------ BLOCO DE TEXTO ------

Apesar de algumas ações emergenciais terem sido executadas pela Prefeitura de Juiz de Fora (PJF) no ano passado, com a implantação de uma nova travessia do Córrego Humaitá sob a Avenida Garcia Rodrigues Paes, ampliando a capacidade de escoamento até o Rio Paraibuna – na beira do qual também foi erguido um muro -, o leito e as margens do córrego seguem com aspecto de completo abandono, inclusive com cercamento improvisado após a queda de parte da contenção há alguns anos. Enquanto o edital de licitação para a execução das obras de macrodrenagem e esgotamento sanitário segue aberto, com sessão pública marcada para 22 de janeiro, os moradores temem o próximo período chuvoso.

enchentes no Bairro Industrial
Ângela Dornelas, 64, mantém sempre junto à porta a tábua de madeira que ela encaixa entre a guarnição para barrar a água (Foto: Leonardo Costa)

A dona de casa Ângela Dornelas, 64, mantém sempre junto à porta a tábua de madeira que ela encaixa entre a guarnição para barrar a água, caso o tempo escureça. Ela conta que a residência, em frente ao córrego, já foi construída em um nível bem mais alto em relação à Avenida Lúcio Bitencourt para evitar as enchentes. Ainda assim, ela foi surpreendida pela força da água duas vezes. “Em uma delas, chegou bem alto dentro de casa. Eu não estava, mas meus irmãos vieram e ajudaram a levantar tudo, aí não perdi muita coisa. A outra, foi mais rasteira, só fez bagunça, porque a água é muita suja, é esgoto, né!?”

------

» **TAREFAS A REALIZAR**:
(a) Segundo o texto sobre o Córrego Humaitá, para quando está marcada a sessão pública da licitação das obras de macrodrenagem e esgotamento sanitário?
(b) Separe e copie todas as linhas abaixo que contêm a palavra "napkin", diferenciando maiúsculas de minúsculas.

------ REGISTROS FORNECIDOS ------

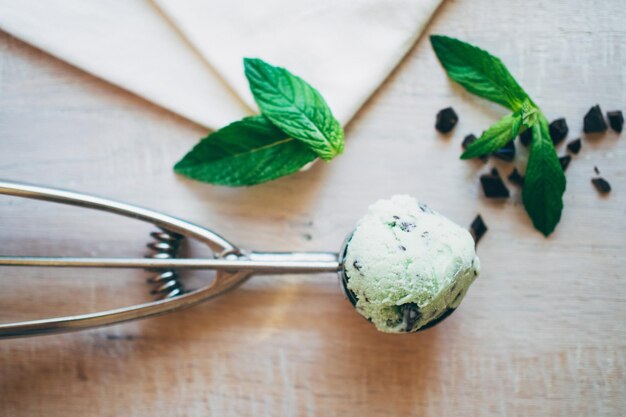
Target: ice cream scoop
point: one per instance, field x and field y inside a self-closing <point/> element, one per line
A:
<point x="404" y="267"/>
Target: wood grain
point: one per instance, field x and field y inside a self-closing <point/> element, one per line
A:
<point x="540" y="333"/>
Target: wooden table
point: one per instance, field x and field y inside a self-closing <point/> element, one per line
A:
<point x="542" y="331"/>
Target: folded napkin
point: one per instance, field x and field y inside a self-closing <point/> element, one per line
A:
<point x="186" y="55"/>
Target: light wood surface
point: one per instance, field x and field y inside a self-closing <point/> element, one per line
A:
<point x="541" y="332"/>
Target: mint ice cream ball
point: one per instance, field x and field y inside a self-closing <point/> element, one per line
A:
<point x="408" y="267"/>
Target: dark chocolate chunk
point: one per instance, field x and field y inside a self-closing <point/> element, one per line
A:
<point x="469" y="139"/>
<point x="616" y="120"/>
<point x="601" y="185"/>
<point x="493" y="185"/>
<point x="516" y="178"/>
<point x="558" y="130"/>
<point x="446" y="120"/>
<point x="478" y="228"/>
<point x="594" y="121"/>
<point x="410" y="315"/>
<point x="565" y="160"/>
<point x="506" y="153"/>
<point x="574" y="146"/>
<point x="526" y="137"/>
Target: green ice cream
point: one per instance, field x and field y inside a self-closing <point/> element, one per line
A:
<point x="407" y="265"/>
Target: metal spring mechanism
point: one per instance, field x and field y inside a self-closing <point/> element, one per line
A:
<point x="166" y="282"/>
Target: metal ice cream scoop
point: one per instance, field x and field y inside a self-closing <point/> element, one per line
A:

------
------ REGISTROS FORNECIDOS ------

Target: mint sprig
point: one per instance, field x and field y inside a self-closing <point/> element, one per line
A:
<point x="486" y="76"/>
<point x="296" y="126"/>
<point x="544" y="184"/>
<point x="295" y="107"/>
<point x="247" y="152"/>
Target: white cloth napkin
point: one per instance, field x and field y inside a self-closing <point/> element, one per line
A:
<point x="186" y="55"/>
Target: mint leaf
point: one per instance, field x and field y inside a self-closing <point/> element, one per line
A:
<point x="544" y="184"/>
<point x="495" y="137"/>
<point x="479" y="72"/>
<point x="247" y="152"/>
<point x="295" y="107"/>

------

» **EXERCÍCIO RESOLVIDO**:
(a) Para 22 de janeiro.

(b)
Target: folded napkin
Target: white cloth napkin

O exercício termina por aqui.